DIRECTIVE 1 » Update the entries beginning at the line that has "Thank you for the photograph. Please indicate the side" and stopping after the line that has "Target: side mirror", replacing "side mirror" with "wing mirror" and leaving everything else unchanged. Return only those lines.
⁂
The dream goal for any brand is to create – somehow – a set of brand advocates who go out, on their own initiative, and “evangelize” the company’s product or service. Nothing is more powerful than having customers who sell for you – this is marketing nirvana.
And so here is a story of brand advocacy. This case study is one I’m intimately familiar, because I’m the one out there giving free exposure to the brand.
I’ve written previously on this blog about Ravenswood Winery, and how the way they’ve promoted their brand has made me (and others) a fan. As I speak, behind me on my bookshelves is a little “No Wimpy Wines” bumper sticker from Ravenswood, and when I work out at they gym, a t-shirt with the same message is part of my regular rotation of attire.
Ravenswood makes a variety of varietals but they specialize in Zinfandels – hence the No Wimpy Wines tagline. They also happen to make a killer BBQ sauce called Ragin’ Raven, and here is where the story gets richer. You see, I like their Zins, but I absolutely love Ragin’ Raven, and I tell people about it. I give it away. In fact, I just sent 58 bottles of it to my clients and partners, even creating a marketing campaign for my consulting business around the theme of: Are you Ragin’ or Ravin’? Ragin’ Raven BBQ sauce has received tremendous exposure within a very high-income and influential group…why? Because Ravenswood has bribed me? No. Because I’m an advocate. Ravenswood doesn’t even know (I think) about their unofficial East Coast marketing arm who has probably bought more bottles of their BBQ sauce than anyone on the planet. And, of course, via blog posts, now there is exposure to an even wider audience.
⁂
DIRECTIVE 2 » From the brand advocacy text, translate into Spanish: "Nothing is more powerful than having customers who sell for you – this is marketing nirvana."

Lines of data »
⁂
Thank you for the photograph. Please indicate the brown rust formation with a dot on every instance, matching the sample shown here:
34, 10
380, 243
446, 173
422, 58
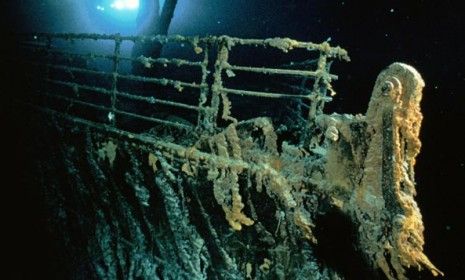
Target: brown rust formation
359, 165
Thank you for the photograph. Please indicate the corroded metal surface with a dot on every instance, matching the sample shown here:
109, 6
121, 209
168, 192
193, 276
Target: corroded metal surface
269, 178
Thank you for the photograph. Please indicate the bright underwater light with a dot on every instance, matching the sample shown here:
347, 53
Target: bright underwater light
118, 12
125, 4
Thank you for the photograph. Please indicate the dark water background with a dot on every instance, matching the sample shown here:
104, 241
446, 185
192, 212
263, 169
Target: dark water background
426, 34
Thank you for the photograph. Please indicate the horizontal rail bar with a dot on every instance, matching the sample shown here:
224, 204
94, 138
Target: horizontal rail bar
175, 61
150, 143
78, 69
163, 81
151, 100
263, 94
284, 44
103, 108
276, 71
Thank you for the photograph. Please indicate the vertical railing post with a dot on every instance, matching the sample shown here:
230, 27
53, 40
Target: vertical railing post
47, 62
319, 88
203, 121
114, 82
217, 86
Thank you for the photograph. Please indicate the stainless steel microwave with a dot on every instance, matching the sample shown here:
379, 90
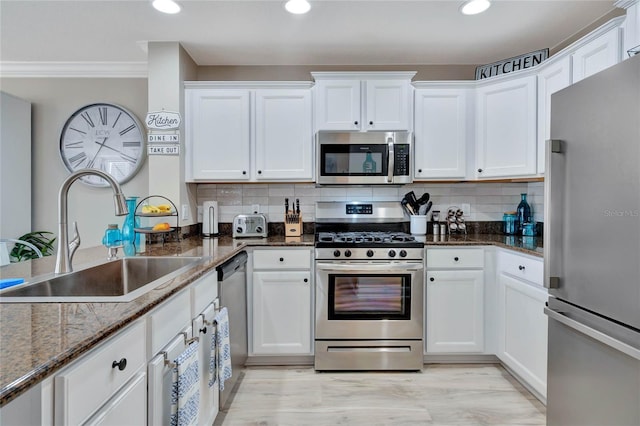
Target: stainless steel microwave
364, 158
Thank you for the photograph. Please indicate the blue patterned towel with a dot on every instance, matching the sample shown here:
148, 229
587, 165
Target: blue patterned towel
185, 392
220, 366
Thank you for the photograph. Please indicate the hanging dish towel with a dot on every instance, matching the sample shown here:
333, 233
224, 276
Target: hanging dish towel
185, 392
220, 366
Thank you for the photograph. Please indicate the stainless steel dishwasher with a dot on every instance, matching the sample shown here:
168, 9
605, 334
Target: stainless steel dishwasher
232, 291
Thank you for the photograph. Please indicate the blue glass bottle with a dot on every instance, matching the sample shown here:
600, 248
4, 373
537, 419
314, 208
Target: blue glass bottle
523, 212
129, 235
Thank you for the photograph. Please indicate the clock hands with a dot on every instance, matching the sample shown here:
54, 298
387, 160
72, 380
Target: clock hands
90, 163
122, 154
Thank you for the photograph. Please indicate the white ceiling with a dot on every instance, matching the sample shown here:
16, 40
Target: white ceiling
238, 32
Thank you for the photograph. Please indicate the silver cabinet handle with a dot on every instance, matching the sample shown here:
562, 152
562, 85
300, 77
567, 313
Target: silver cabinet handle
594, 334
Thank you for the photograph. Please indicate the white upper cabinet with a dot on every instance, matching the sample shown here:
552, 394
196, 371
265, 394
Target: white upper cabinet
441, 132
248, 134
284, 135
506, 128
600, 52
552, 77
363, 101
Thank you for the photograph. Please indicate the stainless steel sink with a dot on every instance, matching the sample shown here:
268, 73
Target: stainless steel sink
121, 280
⁂
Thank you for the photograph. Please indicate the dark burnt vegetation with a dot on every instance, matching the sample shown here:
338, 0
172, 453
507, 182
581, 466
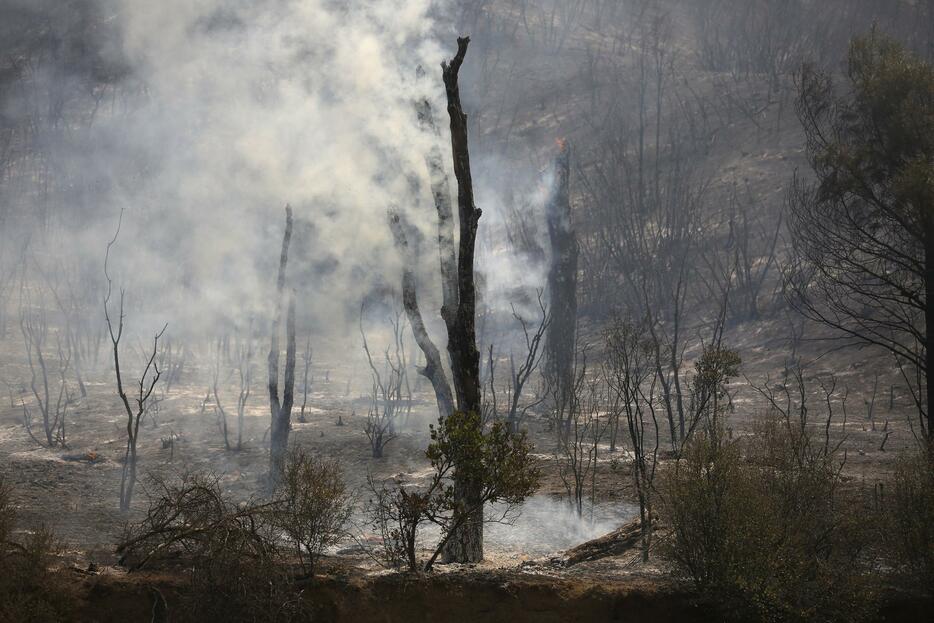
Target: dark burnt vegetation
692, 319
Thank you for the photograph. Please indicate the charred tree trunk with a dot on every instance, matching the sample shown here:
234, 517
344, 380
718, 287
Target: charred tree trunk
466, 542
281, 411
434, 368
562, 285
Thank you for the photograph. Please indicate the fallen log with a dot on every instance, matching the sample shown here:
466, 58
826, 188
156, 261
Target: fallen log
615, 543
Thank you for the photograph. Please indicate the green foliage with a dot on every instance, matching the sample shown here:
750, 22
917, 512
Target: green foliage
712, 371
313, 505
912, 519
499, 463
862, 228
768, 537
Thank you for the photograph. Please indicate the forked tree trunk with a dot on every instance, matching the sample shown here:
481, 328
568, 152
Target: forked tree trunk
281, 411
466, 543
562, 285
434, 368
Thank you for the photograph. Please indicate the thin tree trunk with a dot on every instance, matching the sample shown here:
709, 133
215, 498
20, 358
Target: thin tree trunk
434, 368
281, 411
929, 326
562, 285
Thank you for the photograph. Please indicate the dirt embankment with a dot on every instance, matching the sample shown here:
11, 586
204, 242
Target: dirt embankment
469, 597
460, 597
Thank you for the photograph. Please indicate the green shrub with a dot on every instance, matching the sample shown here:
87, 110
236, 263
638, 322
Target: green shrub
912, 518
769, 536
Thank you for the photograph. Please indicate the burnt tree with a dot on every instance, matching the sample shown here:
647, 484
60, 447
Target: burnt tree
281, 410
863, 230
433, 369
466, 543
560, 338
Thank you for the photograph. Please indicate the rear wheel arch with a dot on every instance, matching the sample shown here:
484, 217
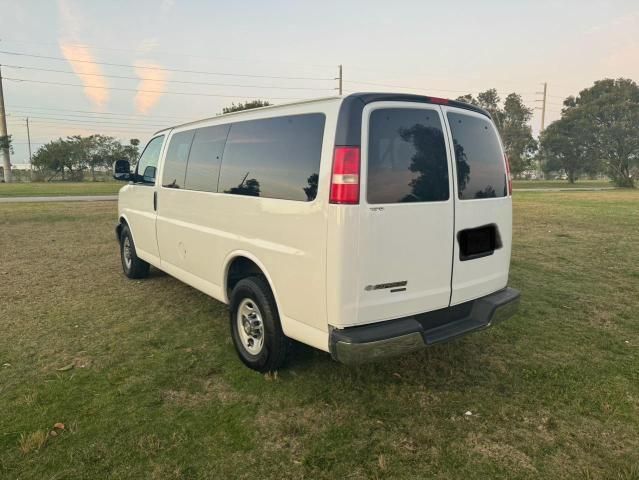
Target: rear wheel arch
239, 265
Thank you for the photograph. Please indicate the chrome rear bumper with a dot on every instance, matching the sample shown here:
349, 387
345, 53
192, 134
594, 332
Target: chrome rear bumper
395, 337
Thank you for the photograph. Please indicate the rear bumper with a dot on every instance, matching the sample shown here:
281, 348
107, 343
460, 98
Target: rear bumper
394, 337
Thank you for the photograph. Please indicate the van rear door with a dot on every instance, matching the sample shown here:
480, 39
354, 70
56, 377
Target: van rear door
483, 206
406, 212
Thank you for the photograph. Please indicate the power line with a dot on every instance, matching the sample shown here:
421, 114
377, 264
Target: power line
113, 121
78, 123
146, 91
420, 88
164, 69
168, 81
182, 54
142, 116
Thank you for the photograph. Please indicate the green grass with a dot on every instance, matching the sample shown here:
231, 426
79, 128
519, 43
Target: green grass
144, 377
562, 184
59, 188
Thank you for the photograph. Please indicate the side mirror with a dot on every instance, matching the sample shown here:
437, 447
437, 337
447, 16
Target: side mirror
⁂
COMPLETE RESPONSE 1 »
Thank you for the photograph. Please indicate the wing mirror with a dot on every instance, matching the sample shown here:
437, 447
437, 337
447, 16
Target: wing mirror

COMPLETE RESPONSE 2 » Nada es más poderoso que tener clientes que venden por ti: este es el nirvana del marketing.